Le terme "nouvelle économie" commence à gêner. Il devient presque ringard d'en parler sans s'excuser d'utiliser ce terme "à la mode" et sans souffler qu'on n'a jamais été dupe des sirènes du "profit fulgurant" fondé sur une équation très simple: idée_géniale.com= Jackpot. Le Nasdaq, dans un élan de sagesse, nous a remis sur le droit chemin en crevant la bulle d'illusions qui s'étaient accumulées autour de ces nouvelles valeurs économiques: elles se révèlent désormais virtuelles, suspectes et finalement moins fréquentables. Il est donc de bon ton de s'excuser auprès de l'économie, la vraie, pour l'avoir au moins implicitement, qualifiée "d'ancienne".. Voici que la nouvelle économie se coule dans l'ancienne, et l'e-business ne serait en fin de compte que le business aidé d'une communication électronique pour la transaction.

Pourtant attention! A se laisser balancer ainsi par les vents d'une idéologie capricieuse et essentiellement financière, on risque de rater ce qui constitue sans aucun doute une tendance lourde.

Cette tendance a récemment  été analysée dans un rapport de l'OCDE. Il montre clairement qu'il n'y a pas une nouvelle économie juxtaposée à une économie traditionnelle, mais que c'est l'économie dans sa globalité qui se transforme profondément. Deux facteurs importants caractérisent cette transformation, il s'agit: d'une part de l'usage généralisé des Technologies de l'Information et de la Communication (TIC), et d'autre part du rôle prépondérant de l'innovation dans les processus économiques.

• _OBJECTIF 1_
D'après l'article, quels sont les deux facteurs qui caractérisent la transformation de l'économie ?
L'article et les enregistrements n'ont aucun lien entre eux.

• _DONNÉES BRUTES_
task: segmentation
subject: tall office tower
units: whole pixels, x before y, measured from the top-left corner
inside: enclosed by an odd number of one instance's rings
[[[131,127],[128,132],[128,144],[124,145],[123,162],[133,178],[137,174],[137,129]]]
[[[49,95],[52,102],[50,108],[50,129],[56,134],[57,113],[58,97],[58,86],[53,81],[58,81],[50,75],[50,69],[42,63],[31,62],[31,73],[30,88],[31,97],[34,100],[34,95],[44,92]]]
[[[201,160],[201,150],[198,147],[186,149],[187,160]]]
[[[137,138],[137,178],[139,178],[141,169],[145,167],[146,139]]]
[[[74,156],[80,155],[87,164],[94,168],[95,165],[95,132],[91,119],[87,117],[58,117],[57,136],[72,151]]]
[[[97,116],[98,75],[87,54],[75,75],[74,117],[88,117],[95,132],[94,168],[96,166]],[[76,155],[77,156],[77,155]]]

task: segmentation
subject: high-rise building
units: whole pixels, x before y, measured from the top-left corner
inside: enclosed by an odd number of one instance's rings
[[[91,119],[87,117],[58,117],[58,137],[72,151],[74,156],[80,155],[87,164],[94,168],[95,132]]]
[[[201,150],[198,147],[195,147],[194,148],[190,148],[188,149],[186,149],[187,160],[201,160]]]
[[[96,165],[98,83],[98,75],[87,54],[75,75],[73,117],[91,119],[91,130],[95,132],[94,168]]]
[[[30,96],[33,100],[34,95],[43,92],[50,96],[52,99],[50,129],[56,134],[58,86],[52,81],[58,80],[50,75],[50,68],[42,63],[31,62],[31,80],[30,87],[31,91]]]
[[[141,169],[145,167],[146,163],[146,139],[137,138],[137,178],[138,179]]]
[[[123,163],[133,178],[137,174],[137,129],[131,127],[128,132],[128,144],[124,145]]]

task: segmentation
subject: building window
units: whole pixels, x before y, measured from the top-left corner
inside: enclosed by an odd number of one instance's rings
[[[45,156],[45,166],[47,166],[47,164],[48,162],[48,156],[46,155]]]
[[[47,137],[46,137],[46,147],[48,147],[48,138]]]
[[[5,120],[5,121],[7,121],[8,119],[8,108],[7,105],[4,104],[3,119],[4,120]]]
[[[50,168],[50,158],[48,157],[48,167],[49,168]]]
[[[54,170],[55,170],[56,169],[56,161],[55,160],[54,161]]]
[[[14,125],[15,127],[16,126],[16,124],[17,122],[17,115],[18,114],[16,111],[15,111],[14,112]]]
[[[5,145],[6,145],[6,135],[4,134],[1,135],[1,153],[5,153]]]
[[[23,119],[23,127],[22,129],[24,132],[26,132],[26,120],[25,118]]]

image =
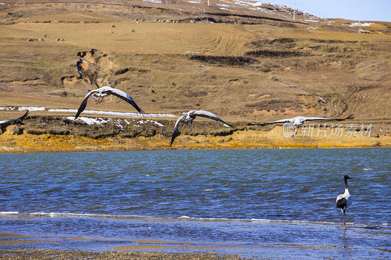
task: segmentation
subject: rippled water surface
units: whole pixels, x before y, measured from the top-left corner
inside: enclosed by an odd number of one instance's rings
[[[390,249],[390,152],[2,154],[0,228],[40,236],[239,242],[258,248],[251,250],[258,257],[272,257],[268,245],[338,247],[346,246],[347,239],[363,250]],[[352,178],[353,202],[347,210],[348,230],[344,233],[335,205],[344,192],[346,174]],[[349,232],[354,235],[349,237]],[[92,247],[99,250],[115,247],[97,244]],[[232,248],[228,252],[254,256]]]

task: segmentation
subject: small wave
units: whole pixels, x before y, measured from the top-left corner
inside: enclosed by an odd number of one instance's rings
[[[213,191],[214,190],[215,190],[213,189],[205,189],[203,190],[201,190],[201,189],[198,190],[198,191],[206,191],[207,192],[208,191]]]
[[[19,212],[18,211],[1,211],[0,212],[0,215],[18,215],[19,214]]]

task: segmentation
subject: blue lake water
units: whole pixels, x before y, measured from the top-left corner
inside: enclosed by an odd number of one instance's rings
[[[57,241],[34,248],[391,257],[391,152],[1,154],[0,229]],[[344,232],[335,200],[346,174],[353,201]]]

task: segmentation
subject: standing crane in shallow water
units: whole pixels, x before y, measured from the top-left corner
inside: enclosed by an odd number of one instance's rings
[[[350,194],[349,193],[349,190],[348,189],[348,180],[351,179],[348,175],[344,176],[344,182],[345,183],[345,192],[343,194],[341,194],[337,197],[337,202],[335,206],[339,208],[342,211],[342,216],[344,217],[344,230],[346,229],[346,222],[345,222],[345,210],[348,206],[351,204],[353,200]]]

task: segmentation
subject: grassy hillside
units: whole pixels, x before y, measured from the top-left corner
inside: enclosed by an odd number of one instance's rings
[[[353,113],[391,131],[391,23],[300,12],[293,21],[289,8],[249,2],[153,2],[4,1],[0,107],[77,109],[87,87],[109,85],[148,113],[203,109],[243,125]],[[94,104],[135,112],[116,98]]]

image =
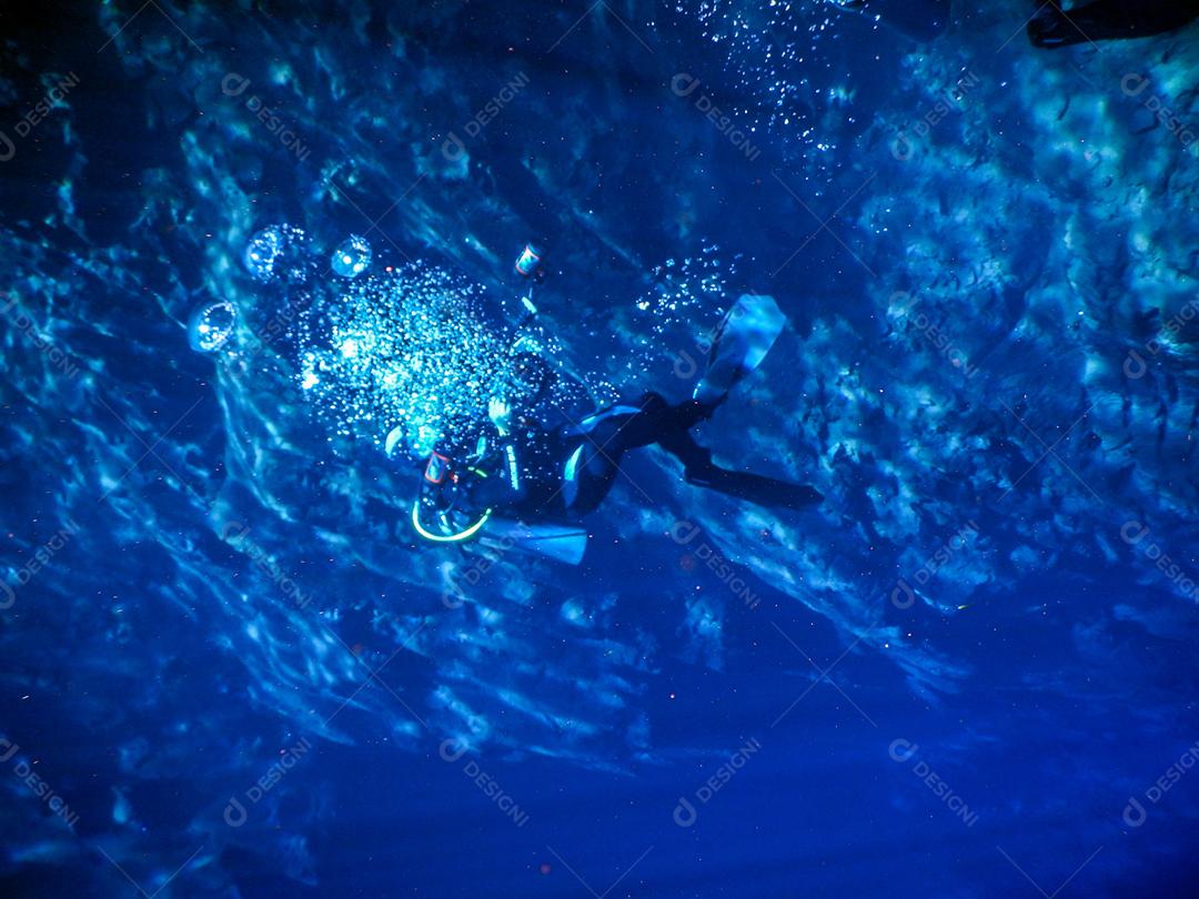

• _OBJECTIF 2_
Présentez sous forme de tableau Markdown à deux colonnes, « N° » et « Ligne », les lignes des enregistrements, en commençant à la première ligne et en vous arrêtant après celle qui contient « [[[201,160],[201,150],[198,147],[186,149],[187,160]]] ». Omettez les lignes vides.

• _RÉPONSE 1_
L'usage généralisé des Technologies de l'Information et de la Communication (TIC) et le rôle prépondérant de l'innovation dans les processus économiques.

• _RÉPONSE 2_
| N° | Ligne |
|---|---|
| 1 | task: segmentation |
| 2 | subject: tall office tower |
| 3 | units: whole pixels, x before y, measured from the top-left corner |
| 4 | inside: enclosed by an odd number of one instance's rings |
| 5 | [[[131,127],[128,132],[128,144],[124,145],[123,162],[133,178],[137,174],[137,129]]] |
| 6 | [[[49,95],[52,102],[50,108],[50,129],[56,134],[57,113],[58,97],[58,86],[53,81],[58,81],[50,75],[50,69],[42,63],[31,62],[31,73],[30,88],[31,97],[34,100],[34,95],[44,92]]] |
| 7 | [[[201,160],[201,150],[198,147],[186,149],[187,160]]] |